What this task involves.
Count how many of the following lines contain the word "below" and state only that number.

A run of lines:
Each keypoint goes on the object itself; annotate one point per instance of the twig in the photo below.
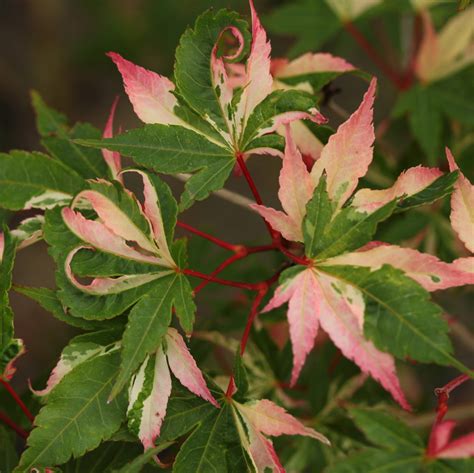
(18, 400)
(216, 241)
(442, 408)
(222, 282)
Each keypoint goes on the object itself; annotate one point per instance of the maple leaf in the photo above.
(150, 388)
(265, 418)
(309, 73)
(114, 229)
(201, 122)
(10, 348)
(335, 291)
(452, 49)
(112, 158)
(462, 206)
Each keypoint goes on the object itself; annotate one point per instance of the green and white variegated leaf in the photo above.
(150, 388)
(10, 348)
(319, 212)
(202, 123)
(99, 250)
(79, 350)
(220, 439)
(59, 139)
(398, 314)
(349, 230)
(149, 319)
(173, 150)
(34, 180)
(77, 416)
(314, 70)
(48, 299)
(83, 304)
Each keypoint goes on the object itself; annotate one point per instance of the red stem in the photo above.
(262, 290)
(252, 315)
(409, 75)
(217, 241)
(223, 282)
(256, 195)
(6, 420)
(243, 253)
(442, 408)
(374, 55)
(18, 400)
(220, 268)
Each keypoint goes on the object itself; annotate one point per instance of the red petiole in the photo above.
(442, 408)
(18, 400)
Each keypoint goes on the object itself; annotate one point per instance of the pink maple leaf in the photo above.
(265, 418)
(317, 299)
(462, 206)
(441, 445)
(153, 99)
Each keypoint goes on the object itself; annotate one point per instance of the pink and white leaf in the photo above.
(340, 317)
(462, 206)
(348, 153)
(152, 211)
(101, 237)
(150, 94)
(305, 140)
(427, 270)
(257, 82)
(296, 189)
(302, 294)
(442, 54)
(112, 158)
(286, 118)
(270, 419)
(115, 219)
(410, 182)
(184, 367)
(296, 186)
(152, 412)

* * *

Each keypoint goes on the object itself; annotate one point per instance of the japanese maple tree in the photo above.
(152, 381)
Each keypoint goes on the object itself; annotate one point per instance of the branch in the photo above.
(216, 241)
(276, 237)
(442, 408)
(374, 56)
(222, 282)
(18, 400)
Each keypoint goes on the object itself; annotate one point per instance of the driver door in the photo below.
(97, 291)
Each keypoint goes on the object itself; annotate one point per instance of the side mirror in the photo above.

Answer to this task.
2